• _GIVEN PASSAGE_:
* begin *

These uplink and downlink telemetry systems employ filters and algorithms for analyzing the signals, but the uplink system is significantly more sophisticated. Uplink transmission is said to involve large amounts of data that must be analyzed quickly, whereas downlink transmission is said to involve small amounts of data that can be analyzed over a longer time frame. For example, the stated data rate for uplink signals is about 120 bits per minute whereas the stated data rate for downlink signals is up to 1 bit per minute, thus requiring less power for transmission. Further, the noise downhole is said to be lower than the noise near the surface, so the filtering feature is not as complicated downhole.

However, given the complicated functionality of modem day drilling assemblies, and especially in directional drilling applications, it is desirable to have fast data rates for both uplink and downlink communications. Further, it is desirable to provide a sophisticated downlink algorithm capable of fast and accurate signal decoding, including an internal error-checking capability. In fact, it is desirable to achieve simultaneous, bi-directional communication (uplink and downlink) to send a downlink instruction that is decoded quickly, confirmed via uplink, and executed in fast progression, such that while one downlink instruction is being executed another downlink signal can be sent—either to the same tool or to a different tool. In directional drilling applications, the benefit of a fast bi-directional telemetry rate is the drilling of a very accurately located borehole that may be optimized for minimum drag since the drill bit angle and tool face can be corrected rapidly whenever it goes off course. The downlink telemetry system of the present invention overcomes the deficiencies of the prior art.

SUMMARY OF THE INVENTION

The downlink telemetry system provides improved apparatus and methods for communicating instructions via pressure pulses from control equipment on the earth's surface to a downhole assembly.

The apparatus comprises a surface transmitter for generating pressure pulses, a control system for operating the transmitter, and a downhole receiver for receiving and decoding the downlink signals into instructions to the downhole tools.

The surface transmitter includes a flow restrictor for controlling the quantity of flow through the bypass line, a flow diverter, a flow control device, such as a pneumatically operated valve that is opened and closed to generate pressure pulses, and a backpressure device to provide backpressure to the valve. The flowrate through the bypass line is adjustable in the field by changing out the flow restrictor rather than restricting flow through the flow control device. The flow restrictor is preferably an upstream orifice that provides a surface for reflecting positive pulses generated when the valve is closed. This reflecting surface prevents the positive pulses from interfering with passing uplink pulses such that simultaneous, bi-directional communication is achievable. In an alternative embodiment, the surface transmitter may include dual bypass lines.

* end *

• _DATA PROVIDED_:
* begin *

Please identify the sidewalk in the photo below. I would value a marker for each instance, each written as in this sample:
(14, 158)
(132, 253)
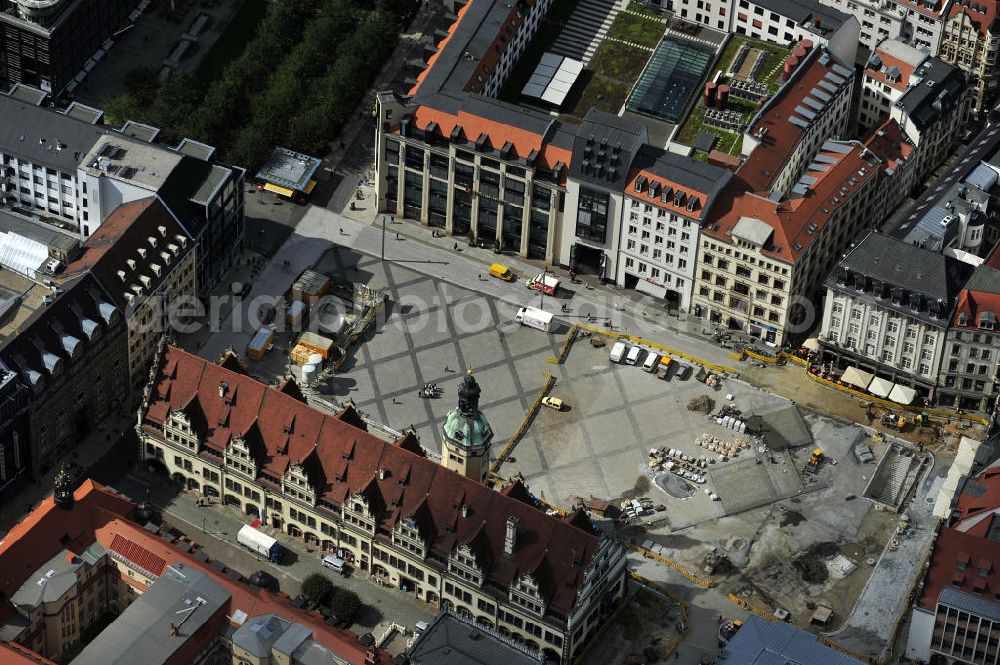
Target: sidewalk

* end *

• _STATED GOAL_: In the passage on downlink telemetry, what is the flow restrictor preferably? These lines have no connection to the passage on downlink telemetry.

• _WRITTEN RESPONSE_: An upstream orifice.